_Questions to answer_
- a) Answer these questions from the post about Walmart's sick leave policy:
(i) Which nonprofit organization has criticized Walmart for penalizing workers who stay home sick?
(ii) Besides a one-point demerit, what do associates lose when they miss a day?
(iii) What can a worker not receive during the year-long probation?
- b) Write the next part of the post on Walmart's sick leave policy, starting after its final sentence.

_Text for analysis_
-------------------------

I’ve written before about Why I Really Don’t Do Walmart (and many people commented). Here’s another reason: poor sick leave policy.
Walmart’s come under fire from the National Labor Committee (a nonprofit organization supporting human and worker rights) for penalizing workers, possibly to the point of termination, for staying home sick. Here’s the scoop from their website:
Wal-Mart has a punitive point (demerit) system that punishes workers who cannot come to work because they are ill or their children need care. Associates who miss a day due to sickness (or for any other reason) will receive a one point demerit, along with the loss of eight hours wages. Moreover, employees who “have more than three absence occurrences in a rolling six-month period…will be disciplined.” (“Attendance/Punctuality Policy (PD-52) New York,” January 2008.) Workers with four absences in any six-month period—no matter what the reason—will be disciplined. A fifth occurrence—like a sick day—will result in “active coaching” by management, and a sixth occurrence” will activate a “Decision Day,” when an “associate” can either be terminated or put on a year-long trial period, during which a worker can be fired for any infraction, no matter how insignificant. During this year-long probation the worker cannot receive a promotion.

-------------------------

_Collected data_

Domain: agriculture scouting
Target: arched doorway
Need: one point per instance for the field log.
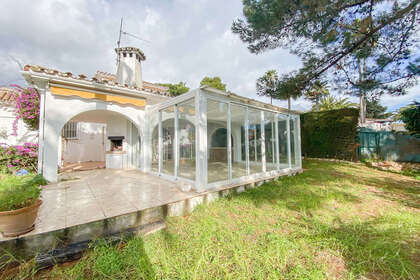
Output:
(99, 139)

-------------------------

_Exercise answers_
- a)
(i) The National Labor Committee.
(ii) Eight hours of wages.
(iii) A promotion.

- b)
One of Walmart’s aims, of course, is to prevent excessive absences. But employees still receive demerits, even if they are legitimately ill, and even with a doctor’s note.
And as far as paid sick leave goes, if an employee does have sick leave available, they can’t even use it for the first day of absence. Employees simply lose a day’s pay if they are absent for one day. If they’re absent for more than one day, and they have sick leave accumulated, they can get paid only from the second day on.
This doesn’t square at all with the Centers for Disease Control’s recommendation (specifically for the H1N1 flu) that sick people stay home until they are fever-free for at least 24 hours, so as not to infect others. Walmart’s policies discourage people from staying home.
MomsRising.org is currently campaigning against Walmart’s sick leave policy. This is an issue of special interest to mothers, since they’re usually the ones who have to stay home with sick kids (also cause for a demerit in the Walmart system). But anyone can help – go to the campaign page and give Walmart a demerit badge! Let them know that their policies are not OK.
And yes, I know that Walmart is only one employer of many. There are other companies that provide little or no sick leave, or who punish employees for being absent. And there are small businesses that have great difficulty dealing with employee absences (but that’s another issue, really). But if we can get a giant like Walmart (which employs about 1.4 million people in the U.S.) to change, it’s likely to influence other companies as well.